■ Document text
══════════
# Ideas for IT website



## Hafxx3 (Mar 23, 2015)

Hello guys!

Hello! I want to build website in connection with IT,but I dont know what kind of website maybe for gaming,IT news or I dont know.Thats why Iam here to ask you waht would be this site,because I want to make this site with future and popular.I know that I need to think of idea on my own,but Im aou of ideas now.Before I made several websites that havent got any people.My last idea was gaming news website and kibersoprt website,but that websites already was so as I said thats why Im here to ask you original idea of website.Maybe some of you may be mad because I need to know but still I want to ask.


----------



## RCoon (Mar 23, 2015)

What are your web programming skills like? If they are non-existant, probably better off making a facebook page or something.


----------



## Hafxx3 (Mar 23, 2015)

RCoon said:


> What are your web programming skills like? If they are non-existant, probably better off making a facebook page or something.


I have one programmer,he is working for me


----------



## jgood (May 6, 2015)

Maybe set up a blog for free and try out *one *of your ideas. If you use Wordpress you don't need any expertise at all to get a site up and running and it won't cost you anything at first. Whatever topic you choose, I think the key to getting traffic and interest is providing great content -- and lots of it. Once you've figured out what interests you, then go look for Wordpress hosting, I used these guys before because they're really cheap, and try to go professional with it. That's how I started my website. But there's no secret formula. I think it's just about being commmited to providing content on a daily basis.


----------



## remixedcat (May 8, 2015)

If anyone wants hosting PM ME PLEASE!!!! I got a dedicated SSD server!!!
══════════
■ Set of tasks
1. In the forum thread about ideas for an IT website, what kind of server does remixedcat say they have?
2. Carry on the forum thread about IT website ideas from its last post.
══════════
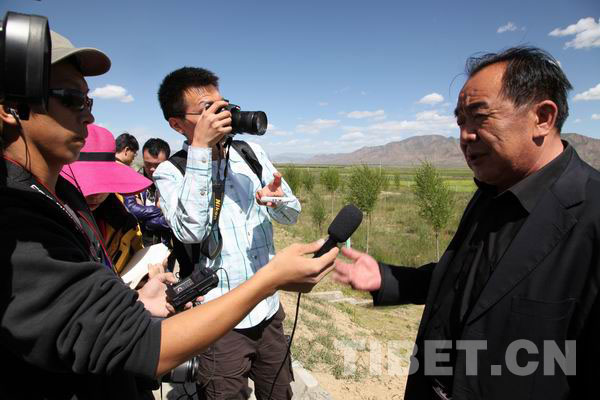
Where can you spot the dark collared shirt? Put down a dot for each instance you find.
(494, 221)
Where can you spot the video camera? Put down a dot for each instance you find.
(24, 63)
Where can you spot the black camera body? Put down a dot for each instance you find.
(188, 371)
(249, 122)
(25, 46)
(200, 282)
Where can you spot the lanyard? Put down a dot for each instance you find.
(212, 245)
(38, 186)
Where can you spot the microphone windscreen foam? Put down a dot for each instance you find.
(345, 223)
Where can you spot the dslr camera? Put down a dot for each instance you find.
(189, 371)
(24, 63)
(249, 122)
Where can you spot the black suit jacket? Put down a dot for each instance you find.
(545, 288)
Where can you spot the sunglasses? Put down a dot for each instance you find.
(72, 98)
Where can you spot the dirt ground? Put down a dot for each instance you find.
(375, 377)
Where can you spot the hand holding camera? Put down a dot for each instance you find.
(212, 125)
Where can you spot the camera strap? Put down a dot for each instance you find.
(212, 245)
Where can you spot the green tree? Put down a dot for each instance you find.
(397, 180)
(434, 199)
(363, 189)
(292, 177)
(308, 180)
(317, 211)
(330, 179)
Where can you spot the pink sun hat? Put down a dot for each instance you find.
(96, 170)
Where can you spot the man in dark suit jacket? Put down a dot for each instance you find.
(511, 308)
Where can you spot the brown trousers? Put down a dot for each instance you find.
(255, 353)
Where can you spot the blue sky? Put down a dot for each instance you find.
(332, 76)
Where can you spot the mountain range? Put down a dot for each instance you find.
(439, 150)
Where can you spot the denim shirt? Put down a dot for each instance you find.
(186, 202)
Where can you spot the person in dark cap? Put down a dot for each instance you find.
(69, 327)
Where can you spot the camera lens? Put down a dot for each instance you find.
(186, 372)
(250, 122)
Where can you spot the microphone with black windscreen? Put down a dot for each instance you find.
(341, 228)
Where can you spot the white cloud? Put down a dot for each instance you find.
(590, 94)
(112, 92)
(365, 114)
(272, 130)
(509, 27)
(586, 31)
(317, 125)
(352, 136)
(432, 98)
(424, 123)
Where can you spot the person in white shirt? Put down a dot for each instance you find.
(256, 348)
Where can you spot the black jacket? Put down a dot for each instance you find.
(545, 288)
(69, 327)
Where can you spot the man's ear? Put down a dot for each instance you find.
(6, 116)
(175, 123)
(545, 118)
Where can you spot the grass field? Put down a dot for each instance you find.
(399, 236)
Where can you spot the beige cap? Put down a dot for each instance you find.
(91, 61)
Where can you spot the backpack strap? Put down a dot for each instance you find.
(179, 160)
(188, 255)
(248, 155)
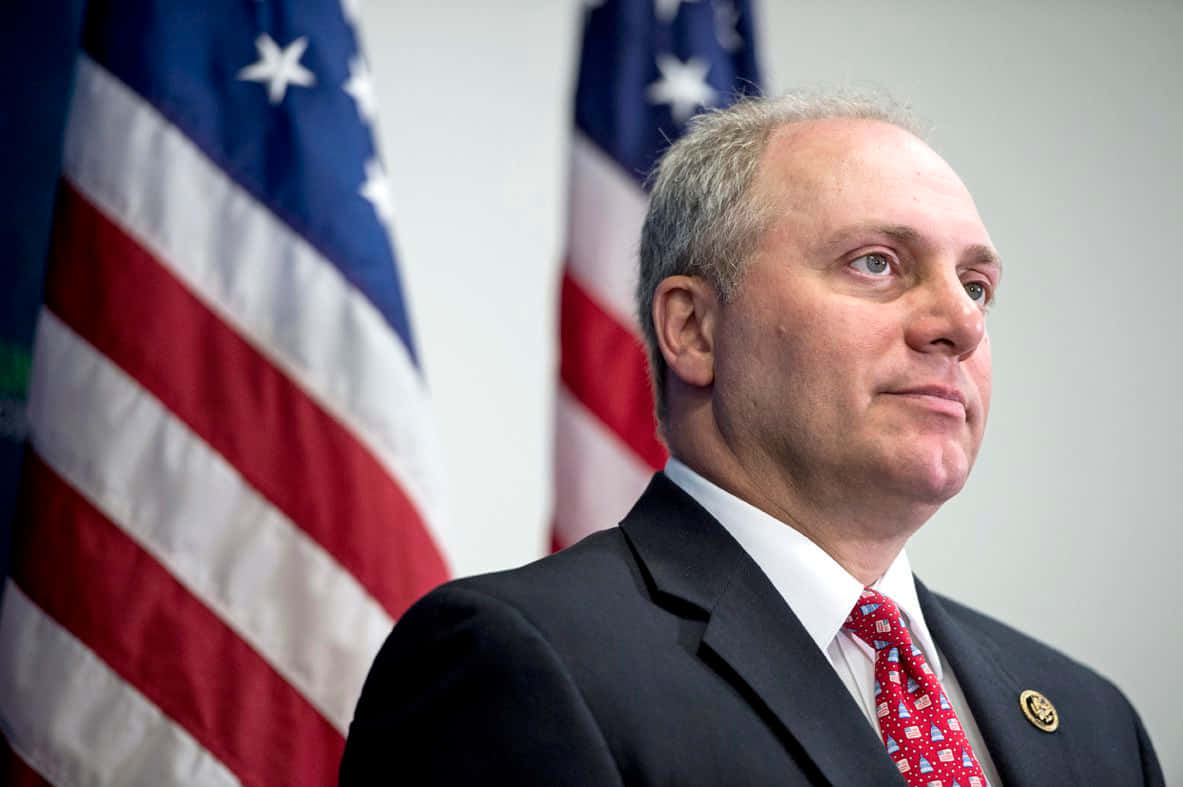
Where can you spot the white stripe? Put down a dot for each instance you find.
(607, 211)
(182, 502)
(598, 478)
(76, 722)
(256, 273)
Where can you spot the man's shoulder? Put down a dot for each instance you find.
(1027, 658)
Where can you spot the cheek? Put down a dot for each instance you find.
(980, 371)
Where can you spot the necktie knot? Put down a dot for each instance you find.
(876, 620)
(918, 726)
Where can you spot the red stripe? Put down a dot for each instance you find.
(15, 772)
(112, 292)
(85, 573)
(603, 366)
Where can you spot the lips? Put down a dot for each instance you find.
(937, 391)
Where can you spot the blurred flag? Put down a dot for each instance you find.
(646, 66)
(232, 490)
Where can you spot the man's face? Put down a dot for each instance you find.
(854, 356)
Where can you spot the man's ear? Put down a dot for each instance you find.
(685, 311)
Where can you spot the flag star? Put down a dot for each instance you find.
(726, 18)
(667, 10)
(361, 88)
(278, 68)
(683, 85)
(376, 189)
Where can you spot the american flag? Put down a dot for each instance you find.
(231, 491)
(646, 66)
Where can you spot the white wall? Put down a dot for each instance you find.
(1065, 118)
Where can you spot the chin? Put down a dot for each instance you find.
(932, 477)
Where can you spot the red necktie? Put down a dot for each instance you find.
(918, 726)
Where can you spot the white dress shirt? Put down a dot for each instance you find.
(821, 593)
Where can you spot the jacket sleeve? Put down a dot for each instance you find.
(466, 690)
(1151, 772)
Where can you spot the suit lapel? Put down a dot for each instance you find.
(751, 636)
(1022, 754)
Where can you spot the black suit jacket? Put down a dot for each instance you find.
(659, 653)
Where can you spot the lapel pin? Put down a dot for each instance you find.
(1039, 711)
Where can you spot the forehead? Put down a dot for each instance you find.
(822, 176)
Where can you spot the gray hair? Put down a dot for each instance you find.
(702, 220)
══════════
■ The responses
1. A dedicated SSD server.

2.
----------



## Aquinus (May 8, 2015)

Google Compute Cloud has a trial that lets you spin up a few VMs for free for a little while. I did the math on a 1c (we're talking Xeons and servers that aren't over provisioned) cloud server with a generous amount of storage on Google's persistent disk SAN and it would only be ~14-15 USD after the trial ends. Personally, given how Google is giving out free trials, I would just give it a try and figure out for yourself if it's worth it. I would make sure you know what you want to do first and build it up because you'll just waste the trial if you make it and design your thing while it ticks away. If you have a good idea that will work, then develop it first and talk hosting later. If you have something, ads can get you the revenue to stay in operation, given you have a sustainable business model. ...and yes, running a website (like TPU if in the long run, a site with such status as, is your dream,) is a business, not bulls**t. I just needed to get that out.


----------



## erocker (May 8, 2015)

Maybe do something you're passionate about instead of throwing together something with information you don't seem to know anything about. In the end, the content will be much better since you know and care about what you're doing. You're not going to get "people" from going around tech forums. That's why we're here already. Just some advice, take it for what you will.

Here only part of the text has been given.